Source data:
** start **
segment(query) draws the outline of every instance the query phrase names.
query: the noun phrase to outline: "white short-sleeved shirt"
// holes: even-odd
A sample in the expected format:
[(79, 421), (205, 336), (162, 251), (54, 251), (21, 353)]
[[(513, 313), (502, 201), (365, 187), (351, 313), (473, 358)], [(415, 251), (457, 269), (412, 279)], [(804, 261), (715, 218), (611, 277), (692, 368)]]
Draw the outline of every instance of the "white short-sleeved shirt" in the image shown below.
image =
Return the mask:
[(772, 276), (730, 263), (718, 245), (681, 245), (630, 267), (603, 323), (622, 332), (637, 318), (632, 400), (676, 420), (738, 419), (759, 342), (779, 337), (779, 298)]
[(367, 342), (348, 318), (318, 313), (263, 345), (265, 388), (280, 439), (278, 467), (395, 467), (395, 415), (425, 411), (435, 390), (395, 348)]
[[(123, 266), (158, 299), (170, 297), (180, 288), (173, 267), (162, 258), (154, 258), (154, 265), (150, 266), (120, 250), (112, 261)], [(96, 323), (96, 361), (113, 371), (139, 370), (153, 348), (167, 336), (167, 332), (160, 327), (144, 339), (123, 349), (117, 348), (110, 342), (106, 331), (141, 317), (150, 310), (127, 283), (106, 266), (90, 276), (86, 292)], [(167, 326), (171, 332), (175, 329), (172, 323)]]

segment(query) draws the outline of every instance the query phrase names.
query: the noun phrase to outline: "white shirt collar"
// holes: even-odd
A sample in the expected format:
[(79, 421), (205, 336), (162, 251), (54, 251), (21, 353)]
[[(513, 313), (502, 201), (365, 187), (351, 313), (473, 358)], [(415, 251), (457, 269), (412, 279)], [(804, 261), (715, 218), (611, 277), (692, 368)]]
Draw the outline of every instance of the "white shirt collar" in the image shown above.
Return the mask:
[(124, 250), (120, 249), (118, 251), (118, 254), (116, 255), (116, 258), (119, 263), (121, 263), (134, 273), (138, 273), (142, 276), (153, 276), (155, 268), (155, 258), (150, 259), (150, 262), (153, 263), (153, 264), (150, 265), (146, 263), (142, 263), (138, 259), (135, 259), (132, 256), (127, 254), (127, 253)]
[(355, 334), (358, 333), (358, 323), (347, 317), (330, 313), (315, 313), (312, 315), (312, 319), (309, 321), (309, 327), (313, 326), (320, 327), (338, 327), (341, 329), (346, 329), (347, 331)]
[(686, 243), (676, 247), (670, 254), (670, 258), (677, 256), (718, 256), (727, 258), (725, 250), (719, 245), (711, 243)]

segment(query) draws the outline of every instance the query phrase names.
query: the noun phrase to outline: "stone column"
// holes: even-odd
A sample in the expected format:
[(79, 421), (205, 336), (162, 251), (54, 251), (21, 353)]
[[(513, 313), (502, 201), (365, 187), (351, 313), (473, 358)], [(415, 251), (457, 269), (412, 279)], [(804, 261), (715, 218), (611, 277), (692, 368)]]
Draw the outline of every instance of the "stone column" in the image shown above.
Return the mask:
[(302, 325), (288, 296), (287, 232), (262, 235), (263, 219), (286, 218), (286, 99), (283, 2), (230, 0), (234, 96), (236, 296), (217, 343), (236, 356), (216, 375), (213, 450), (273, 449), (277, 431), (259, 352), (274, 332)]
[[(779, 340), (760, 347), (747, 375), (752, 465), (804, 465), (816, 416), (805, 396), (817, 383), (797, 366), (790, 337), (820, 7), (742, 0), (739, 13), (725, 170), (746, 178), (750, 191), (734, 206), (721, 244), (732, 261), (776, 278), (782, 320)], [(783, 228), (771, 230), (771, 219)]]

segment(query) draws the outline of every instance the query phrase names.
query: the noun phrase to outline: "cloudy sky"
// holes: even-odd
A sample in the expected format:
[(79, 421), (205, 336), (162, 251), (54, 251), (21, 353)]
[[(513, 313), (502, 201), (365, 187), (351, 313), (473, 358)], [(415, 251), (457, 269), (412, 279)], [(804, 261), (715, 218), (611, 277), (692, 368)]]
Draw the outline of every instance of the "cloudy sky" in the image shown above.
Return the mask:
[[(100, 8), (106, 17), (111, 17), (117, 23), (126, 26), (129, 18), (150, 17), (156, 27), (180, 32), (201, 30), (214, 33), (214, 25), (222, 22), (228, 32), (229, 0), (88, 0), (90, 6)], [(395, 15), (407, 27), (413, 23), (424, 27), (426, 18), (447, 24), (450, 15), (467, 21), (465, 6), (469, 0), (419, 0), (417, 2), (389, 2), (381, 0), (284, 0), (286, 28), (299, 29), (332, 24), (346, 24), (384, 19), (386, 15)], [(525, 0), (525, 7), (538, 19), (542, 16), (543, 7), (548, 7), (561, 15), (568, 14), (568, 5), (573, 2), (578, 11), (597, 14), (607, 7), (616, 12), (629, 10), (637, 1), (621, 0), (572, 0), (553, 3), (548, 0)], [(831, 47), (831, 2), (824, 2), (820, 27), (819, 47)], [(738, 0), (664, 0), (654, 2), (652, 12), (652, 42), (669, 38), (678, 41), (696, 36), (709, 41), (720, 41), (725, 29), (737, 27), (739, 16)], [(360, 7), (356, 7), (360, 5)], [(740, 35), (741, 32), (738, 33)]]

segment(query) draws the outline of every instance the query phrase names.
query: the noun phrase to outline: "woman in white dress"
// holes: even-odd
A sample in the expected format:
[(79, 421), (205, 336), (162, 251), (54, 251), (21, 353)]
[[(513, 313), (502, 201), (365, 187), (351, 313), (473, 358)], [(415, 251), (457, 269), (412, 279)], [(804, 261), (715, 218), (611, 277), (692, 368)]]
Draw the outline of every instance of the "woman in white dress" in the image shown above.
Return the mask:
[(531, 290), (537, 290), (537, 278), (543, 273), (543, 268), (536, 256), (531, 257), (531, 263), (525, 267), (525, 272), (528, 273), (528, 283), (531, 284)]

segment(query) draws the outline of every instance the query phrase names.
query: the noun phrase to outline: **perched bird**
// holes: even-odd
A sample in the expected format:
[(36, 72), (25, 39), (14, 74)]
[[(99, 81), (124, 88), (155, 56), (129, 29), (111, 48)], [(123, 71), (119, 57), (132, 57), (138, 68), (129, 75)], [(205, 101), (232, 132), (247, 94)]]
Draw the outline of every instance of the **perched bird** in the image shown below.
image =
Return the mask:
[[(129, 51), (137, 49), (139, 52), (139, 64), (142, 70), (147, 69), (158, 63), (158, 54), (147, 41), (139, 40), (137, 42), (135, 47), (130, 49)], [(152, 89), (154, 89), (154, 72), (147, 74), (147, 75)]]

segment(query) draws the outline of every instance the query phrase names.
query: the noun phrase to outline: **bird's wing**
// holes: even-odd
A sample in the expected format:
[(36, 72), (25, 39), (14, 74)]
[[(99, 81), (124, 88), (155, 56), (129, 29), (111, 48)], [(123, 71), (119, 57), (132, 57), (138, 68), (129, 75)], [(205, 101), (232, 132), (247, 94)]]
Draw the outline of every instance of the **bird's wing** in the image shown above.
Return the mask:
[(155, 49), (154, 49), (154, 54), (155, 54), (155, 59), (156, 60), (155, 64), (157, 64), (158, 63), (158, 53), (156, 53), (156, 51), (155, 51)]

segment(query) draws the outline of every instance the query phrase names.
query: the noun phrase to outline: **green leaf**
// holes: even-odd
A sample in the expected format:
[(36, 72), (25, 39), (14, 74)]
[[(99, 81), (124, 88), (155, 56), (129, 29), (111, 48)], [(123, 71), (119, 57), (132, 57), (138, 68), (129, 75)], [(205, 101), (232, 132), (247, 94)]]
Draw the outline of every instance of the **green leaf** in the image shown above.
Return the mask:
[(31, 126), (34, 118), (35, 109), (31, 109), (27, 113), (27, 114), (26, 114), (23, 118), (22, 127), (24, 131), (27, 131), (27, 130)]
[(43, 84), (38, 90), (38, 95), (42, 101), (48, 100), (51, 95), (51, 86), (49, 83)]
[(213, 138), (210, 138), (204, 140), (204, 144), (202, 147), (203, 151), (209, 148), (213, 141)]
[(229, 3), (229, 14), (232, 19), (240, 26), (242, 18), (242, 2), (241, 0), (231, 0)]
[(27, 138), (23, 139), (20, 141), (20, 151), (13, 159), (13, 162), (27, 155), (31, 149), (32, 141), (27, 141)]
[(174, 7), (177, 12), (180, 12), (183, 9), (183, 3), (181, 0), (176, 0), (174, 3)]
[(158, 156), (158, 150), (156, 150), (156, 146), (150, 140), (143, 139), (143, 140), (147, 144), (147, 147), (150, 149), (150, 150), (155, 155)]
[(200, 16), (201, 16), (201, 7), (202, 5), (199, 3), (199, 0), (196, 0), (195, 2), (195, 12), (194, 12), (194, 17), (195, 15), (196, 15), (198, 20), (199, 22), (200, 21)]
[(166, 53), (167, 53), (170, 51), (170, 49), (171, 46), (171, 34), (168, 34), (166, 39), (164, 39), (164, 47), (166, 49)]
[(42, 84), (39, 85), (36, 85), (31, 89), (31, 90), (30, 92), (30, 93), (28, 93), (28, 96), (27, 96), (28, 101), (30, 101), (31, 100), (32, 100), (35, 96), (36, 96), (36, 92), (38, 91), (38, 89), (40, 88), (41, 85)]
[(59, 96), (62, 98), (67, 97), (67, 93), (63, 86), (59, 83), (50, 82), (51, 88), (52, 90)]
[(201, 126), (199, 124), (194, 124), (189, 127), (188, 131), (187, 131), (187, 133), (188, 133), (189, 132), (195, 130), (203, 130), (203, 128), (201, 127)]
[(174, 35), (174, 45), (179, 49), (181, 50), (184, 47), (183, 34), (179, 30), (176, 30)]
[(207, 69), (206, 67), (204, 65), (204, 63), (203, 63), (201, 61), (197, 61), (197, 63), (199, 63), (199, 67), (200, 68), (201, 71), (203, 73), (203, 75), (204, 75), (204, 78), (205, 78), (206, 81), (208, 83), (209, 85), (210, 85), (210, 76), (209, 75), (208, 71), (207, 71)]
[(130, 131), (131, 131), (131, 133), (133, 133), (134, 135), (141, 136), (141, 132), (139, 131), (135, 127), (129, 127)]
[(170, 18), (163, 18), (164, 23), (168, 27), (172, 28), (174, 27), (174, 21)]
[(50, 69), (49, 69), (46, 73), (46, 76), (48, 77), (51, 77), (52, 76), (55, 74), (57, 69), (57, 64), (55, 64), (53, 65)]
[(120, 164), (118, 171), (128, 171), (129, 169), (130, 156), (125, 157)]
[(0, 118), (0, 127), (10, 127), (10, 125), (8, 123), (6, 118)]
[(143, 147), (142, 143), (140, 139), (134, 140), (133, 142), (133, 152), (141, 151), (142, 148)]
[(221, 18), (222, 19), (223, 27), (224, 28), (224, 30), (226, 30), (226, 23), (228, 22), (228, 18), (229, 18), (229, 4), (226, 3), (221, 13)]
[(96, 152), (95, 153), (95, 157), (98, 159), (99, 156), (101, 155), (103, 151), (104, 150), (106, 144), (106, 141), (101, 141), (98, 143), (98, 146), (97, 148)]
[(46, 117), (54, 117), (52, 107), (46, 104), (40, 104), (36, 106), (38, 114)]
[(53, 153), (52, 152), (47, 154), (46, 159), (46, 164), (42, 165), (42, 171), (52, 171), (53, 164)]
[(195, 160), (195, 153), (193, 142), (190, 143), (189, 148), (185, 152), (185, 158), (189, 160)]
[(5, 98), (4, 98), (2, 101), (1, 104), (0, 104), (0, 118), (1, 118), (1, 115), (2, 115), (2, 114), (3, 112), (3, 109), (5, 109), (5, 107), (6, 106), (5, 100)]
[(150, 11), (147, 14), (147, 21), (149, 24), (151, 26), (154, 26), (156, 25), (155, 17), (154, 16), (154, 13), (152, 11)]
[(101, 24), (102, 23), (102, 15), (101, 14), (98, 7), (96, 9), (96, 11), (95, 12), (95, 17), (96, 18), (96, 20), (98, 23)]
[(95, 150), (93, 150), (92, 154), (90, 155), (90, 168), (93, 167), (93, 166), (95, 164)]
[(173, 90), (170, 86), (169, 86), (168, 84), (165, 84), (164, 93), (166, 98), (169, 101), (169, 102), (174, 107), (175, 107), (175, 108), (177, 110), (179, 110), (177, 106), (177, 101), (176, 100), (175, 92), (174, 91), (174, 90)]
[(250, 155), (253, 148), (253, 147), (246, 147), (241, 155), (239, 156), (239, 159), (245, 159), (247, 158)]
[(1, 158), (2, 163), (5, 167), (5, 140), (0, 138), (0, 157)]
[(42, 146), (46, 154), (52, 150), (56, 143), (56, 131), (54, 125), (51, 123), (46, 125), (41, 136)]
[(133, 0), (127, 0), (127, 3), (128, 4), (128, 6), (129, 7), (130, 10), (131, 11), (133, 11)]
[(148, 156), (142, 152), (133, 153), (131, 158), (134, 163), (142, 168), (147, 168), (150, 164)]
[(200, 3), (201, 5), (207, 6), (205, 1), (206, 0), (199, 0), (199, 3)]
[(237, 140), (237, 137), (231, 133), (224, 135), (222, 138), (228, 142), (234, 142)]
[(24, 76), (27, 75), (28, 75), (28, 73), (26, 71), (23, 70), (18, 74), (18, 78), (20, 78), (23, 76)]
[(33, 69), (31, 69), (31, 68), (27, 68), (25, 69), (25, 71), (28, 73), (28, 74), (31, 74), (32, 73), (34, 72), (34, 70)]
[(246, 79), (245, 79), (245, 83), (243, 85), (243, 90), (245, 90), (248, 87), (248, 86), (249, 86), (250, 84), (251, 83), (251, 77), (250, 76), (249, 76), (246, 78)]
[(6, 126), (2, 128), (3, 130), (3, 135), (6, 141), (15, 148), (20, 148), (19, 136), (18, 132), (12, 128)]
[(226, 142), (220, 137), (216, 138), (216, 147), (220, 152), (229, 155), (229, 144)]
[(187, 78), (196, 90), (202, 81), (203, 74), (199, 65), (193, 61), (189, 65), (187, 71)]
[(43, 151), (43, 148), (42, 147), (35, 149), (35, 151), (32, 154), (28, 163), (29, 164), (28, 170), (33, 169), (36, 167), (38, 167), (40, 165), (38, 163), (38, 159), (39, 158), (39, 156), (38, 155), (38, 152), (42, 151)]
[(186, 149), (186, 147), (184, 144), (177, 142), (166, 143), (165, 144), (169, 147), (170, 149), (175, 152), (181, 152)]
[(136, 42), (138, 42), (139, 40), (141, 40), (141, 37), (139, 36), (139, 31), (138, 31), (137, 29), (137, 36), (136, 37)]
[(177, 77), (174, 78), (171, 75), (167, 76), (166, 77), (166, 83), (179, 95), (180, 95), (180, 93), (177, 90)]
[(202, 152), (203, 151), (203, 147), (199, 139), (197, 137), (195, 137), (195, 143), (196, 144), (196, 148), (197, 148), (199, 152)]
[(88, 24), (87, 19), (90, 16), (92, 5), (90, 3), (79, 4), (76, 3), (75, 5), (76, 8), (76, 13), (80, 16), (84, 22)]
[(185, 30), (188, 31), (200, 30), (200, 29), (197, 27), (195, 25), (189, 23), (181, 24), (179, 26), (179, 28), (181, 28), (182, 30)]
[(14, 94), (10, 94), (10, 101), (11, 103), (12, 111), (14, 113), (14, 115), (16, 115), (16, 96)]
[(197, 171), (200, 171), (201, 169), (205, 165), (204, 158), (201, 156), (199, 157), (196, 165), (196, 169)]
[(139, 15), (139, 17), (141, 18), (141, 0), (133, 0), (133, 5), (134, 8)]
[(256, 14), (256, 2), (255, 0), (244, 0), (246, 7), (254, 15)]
** end **
__What this task involves__
Copy out the records without any changes, from their first line through the line containing "329), (172, 323)]]", including both ends.

__Problem solution__
segment(query) draws the outline of every instance the query phrase names.
query: the noun phrase to outline: "white short-sleeved shirt"
// holes: even-odd
A sample in the expected format:
[(79, 421), (205, 336), (162, 251), (54, 251), (21, 353)]
[[(513, 313), (502, 201), (365, 187), (351, 313), (473, 358)], [(415, 251), (457, 269), (412, 279)], [(804, 261), (715, 218), (611, 277), (692, 368)]]
Draw the outline of every instance of the "white short-sleeved shirt" in the image shown below.
image =
Return the mask:
[(772, 276), (730, 263), (718, 245), (681, 245), (630, 267), (603, 323), (622, 332), (637, 318), (632, 400), (676, 420), (738, 419), (759, 342), (779, 337), (779, 298)]
[(367, 342), (348, 318), (318, 313), (263, 345), (265, 388), (280, 439), (278, 467), (395, 467), (395, 415), (425, 411), (435, 390), (395, 348)]
[[(123, 266), (158, 299), (170, 297), (180, 288), (173, 267), (162, 258), (154, 258), (154, 265), (150, 266), (120, 250), (112, 261)], [(96, 323), (96, 361), (113, 371), (139, 370), (153, 348), (167, 336), (167, 332), (160, 327), (144, 339), (123, 349), (117, 348), (110, 342), (106, 331), (141, 317), (150, 310), (127, 283), (106, 266), (90, 276), (86, 292)], [(167, 326), (171, 332), (175, 329), (172, 323)]]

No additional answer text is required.